— TEKS SUMBER —

══════════════════════════════

Carter membawa Presiden Mesir, Anwar Sadat, dan Perdana Menteri Israel, Menachem Begin, ke tempat peristirahatan presiden Camp David di Maryland untuk berunding. Kemudian, ketika kesepakatan tersebut tampaknya mulai gagal, Carter menyelamatkan keadaan dengan terbang ke Kairo dan Yerusalem untuk melakukan diplomasi antar-jemput pribadi.

Perjanjian tersebut mengatur penarikan pasukan Israel dari Semenanjung Sinai Mesir dan pembentukan hubungan diplomatik. Begin dan Sadat masing-masing memenangkan Hadiah Nobel Perdamaian pada tahun 1978.

Pada pemilihan umum tahun 1980, isu-isu yang paling menonjol adalah inflasi dua digit, suku bunga yang melebihi 20% dan harga gas yang melambung tinggi, serta krisis penyanderaan Iran yang mempermalukan Amerika. Isu-isu ini merusak masa jabatan kepresidenan Carter dan merusak peluangnya untuk memenangkan masa jabatan kedua.

Krisis Penyanderaan

Pada tanggal 4 November 1979, kaum revolusioner yang mengabdi kepada Ayatollah Ruhollah Khomeini dari Iran telah menyerbu Kedutaan Besar AS di Teheran, menangkap orang Amerika yang hadir dan menuntut pengembalian Shah Mohammad Reza Pahlavi yang digulingkan, yang didukung oleh Amerika Serikat dan dirawat di rumah sakit AS.

Publik Amerika awalnya mendukung Carter. Namun dukungannya memudar pada bulan April 1980 ketika serangan komando gagal menyelamatkan para sandera, dengan delapan tentara AS tewas dalam kecelakaan pesawat di gurun Iran.

Penghinaan terakhir Carter adalah bahwa Iran menahan 52 sandera hingga beberapa menit setelah Reagan mengambil sumpah jabatannya pada 20 Januari 1981, untuk menggantikan Carter, lalu melepaskan pesawat yang membawa mereka menuju kebebasan.

Dalam krisis lainnya, Carter memprotes invasi bekas Uni Soviet ke Afghanistan tahun 1979 dengan memboikot Olimpiade 1980 di Moskow. Ia juga meminta Senat AS untuk menunda pertimbangan perjanjian senjata nuklir besar dengan Moskow.

Tanpa terpengaruh, Uni Soviet tetap berada di Afghanistan selama satu dekade.

Carter memenangkan persetujuan Senat yang tipis pada tahun 1978 atas perjanjian untuk mengalihkan Terusan Panama ke kendali Panama meskipun ada kritikus yang berpendapat bahwa jalur air itu penting bagi keamanan Amerika. Ia juga menyelesaikan negosiasi tentang hubungan penuh AS dengan China.

══════════════════════════════

Entri set data
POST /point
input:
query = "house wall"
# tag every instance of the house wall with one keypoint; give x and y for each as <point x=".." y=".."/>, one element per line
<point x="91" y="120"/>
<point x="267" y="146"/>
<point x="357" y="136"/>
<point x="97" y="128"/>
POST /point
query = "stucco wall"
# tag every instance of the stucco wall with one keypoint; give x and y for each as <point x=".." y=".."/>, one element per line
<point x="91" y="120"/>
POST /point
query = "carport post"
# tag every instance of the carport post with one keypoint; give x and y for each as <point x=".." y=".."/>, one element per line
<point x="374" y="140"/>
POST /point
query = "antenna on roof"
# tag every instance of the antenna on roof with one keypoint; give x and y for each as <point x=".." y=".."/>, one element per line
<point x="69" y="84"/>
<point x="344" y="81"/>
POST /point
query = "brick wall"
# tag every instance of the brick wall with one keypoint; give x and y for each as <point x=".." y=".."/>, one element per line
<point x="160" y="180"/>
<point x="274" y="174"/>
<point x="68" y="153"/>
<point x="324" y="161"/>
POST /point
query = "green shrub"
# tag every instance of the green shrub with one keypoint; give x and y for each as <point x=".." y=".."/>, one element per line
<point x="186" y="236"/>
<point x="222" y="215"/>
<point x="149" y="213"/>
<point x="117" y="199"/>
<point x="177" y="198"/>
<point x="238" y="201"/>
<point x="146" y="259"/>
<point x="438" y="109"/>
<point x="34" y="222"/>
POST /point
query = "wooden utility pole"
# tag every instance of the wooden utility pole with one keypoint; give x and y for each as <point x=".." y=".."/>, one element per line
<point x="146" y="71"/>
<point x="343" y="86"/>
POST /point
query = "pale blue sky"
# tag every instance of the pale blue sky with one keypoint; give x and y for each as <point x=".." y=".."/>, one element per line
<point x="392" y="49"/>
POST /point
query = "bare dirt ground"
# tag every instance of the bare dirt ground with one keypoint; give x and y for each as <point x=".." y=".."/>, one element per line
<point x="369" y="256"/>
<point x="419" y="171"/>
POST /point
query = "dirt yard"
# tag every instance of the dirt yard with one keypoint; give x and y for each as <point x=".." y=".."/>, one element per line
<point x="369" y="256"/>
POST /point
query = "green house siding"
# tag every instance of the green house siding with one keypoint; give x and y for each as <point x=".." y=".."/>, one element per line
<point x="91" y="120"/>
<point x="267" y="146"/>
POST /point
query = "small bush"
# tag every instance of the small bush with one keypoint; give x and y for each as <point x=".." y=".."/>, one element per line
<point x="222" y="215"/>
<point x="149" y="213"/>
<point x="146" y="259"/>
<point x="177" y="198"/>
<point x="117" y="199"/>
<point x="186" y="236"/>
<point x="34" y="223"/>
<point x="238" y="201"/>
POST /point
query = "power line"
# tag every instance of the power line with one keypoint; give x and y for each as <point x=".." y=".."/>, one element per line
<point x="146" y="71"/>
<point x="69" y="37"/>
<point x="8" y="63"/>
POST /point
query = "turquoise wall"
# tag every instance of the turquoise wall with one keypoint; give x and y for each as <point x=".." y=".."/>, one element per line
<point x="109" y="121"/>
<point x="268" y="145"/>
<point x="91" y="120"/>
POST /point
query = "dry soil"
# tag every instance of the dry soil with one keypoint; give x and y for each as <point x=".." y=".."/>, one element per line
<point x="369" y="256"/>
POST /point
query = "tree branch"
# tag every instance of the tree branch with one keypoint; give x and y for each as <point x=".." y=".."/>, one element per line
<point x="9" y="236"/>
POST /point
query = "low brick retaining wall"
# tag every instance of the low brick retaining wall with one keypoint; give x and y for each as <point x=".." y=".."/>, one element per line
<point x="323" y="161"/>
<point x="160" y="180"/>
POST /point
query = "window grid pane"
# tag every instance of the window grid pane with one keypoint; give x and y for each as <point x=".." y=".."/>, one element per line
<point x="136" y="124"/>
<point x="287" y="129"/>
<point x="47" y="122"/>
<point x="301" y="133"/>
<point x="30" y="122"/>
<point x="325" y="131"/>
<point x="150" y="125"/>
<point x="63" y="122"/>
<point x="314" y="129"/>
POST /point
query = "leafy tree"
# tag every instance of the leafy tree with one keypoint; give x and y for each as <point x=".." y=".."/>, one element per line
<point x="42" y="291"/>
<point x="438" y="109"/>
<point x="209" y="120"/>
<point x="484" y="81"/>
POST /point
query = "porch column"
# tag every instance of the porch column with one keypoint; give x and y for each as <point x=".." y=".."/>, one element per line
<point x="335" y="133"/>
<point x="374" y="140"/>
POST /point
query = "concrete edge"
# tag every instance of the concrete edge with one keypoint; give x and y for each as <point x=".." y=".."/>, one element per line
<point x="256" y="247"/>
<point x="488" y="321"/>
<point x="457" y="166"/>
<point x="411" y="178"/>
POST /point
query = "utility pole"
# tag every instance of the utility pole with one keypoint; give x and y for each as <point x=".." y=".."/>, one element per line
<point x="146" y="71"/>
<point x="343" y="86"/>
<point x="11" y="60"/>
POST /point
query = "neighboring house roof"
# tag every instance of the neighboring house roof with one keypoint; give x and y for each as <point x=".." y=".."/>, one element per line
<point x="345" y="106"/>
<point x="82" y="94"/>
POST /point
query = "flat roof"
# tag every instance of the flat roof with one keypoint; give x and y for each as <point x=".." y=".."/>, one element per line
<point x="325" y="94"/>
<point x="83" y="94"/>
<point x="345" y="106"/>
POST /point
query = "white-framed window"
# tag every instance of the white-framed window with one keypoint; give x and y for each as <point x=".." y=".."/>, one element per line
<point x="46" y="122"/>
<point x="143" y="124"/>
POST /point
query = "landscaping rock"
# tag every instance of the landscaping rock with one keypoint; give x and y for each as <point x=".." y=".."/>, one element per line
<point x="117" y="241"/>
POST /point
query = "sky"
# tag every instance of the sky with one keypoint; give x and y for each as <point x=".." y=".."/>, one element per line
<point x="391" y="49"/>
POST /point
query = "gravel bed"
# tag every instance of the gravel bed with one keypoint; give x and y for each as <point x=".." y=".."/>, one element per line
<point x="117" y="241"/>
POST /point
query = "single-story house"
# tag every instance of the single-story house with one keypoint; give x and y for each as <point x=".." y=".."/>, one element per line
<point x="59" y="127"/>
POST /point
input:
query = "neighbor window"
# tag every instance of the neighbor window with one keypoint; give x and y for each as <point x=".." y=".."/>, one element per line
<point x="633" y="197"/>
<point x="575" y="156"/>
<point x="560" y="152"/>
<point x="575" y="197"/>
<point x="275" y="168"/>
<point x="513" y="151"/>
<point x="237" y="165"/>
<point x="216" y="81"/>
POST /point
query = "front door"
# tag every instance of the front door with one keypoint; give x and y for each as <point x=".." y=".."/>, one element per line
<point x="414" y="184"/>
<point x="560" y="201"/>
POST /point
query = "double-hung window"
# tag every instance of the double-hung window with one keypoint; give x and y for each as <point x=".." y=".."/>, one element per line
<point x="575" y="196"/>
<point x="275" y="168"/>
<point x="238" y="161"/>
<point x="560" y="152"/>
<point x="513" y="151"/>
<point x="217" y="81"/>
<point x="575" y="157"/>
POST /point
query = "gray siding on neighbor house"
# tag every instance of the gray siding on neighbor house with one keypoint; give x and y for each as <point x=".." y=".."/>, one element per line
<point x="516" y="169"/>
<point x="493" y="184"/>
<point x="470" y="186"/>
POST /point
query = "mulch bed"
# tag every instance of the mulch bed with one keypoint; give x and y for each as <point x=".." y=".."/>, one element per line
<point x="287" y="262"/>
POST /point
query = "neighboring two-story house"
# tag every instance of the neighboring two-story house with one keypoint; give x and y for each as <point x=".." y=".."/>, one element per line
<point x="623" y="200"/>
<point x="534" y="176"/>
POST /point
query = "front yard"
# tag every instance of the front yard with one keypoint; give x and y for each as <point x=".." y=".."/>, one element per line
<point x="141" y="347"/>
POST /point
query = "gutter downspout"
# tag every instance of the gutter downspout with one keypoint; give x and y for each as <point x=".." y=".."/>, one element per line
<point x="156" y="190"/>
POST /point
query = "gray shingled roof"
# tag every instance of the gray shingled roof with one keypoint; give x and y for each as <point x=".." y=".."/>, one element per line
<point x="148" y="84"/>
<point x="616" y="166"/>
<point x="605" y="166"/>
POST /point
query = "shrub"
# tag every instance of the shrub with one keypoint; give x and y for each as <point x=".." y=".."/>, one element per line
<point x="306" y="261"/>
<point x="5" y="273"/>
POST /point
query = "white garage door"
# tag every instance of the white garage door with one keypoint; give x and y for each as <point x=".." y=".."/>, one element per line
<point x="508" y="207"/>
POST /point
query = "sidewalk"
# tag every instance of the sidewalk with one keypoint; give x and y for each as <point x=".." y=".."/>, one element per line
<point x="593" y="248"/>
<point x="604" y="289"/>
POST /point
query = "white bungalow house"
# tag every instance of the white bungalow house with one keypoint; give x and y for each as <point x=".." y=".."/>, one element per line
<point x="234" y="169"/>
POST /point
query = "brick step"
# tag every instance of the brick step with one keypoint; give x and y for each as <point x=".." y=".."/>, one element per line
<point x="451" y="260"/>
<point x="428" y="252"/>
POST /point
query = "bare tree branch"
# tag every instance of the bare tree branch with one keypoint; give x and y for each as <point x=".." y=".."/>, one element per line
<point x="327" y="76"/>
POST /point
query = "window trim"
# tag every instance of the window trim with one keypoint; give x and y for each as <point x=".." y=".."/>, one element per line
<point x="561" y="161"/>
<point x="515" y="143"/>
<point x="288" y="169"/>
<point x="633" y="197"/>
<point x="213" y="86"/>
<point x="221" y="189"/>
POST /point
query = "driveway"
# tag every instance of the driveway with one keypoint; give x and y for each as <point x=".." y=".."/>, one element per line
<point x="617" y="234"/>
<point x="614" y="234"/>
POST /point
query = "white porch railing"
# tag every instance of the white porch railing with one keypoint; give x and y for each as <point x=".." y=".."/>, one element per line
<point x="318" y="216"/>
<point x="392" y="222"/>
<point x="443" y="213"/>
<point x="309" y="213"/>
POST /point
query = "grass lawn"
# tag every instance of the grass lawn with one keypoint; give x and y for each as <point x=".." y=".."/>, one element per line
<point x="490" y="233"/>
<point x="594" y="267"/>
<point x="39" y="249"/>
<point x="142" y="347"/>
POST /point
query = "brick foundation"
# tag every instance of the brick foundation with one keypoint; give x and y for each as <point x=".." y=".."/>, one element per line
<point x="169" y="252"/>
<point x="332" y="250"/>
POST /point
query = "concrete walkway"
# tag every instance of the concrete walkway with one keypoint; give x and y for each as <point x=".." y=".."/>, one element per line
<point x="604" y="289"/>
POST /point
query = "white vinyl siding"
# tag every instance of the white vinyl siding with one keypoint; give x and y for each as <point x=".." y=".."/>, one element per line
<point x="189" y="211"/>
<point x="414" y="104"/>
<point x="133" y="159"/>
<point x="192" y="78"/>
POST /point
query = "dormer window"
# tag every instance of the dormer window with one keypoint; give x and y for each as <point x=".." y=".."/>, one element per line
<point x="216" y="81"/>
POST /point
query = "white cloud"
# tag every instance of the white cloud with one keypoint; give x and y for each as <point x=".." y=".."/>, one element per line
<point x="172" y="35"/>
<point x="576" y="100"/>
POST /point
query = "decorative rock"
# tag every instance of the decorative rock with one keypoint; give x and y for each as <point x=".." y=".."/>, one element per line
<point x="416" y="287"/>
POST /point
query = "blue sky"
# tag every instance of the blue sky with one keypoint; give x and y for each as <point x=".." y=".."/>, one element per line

══════════════════════════════

— YANG HARUS DILAKUKAN —
Perbarui bagian teks tentang masa kepresidenan Carter yang dibuka dengan kata-kata "Publik Amerika awalnya" dan ditutup dengan "mereka menuju kebebasan.". Tuliskan kembali bagian itu dengan mengganti "sandera" menjadi "tawanan".

— JAWABAN TERTULIS —
Publik Amerika awalnya mendukung Carter. Namun dukungannya memudar pada bulan April 1980 ketika serangan komando gagal menyelamatkan para tawanan, dengan delapan tentara AS tewas dalam kecelakaan pesawat di gurun Iran.

Penghinaan terakhir Carter adalah bahwa Iran menahan 52 tawanan hingga beberapa menit setelah Reagan mengambil sumpah jabatannya pada 20 Januari 1981, untuk menggantikan Carter, lalu melepaskan pesawat yang membawa mereka menuju kebebasan.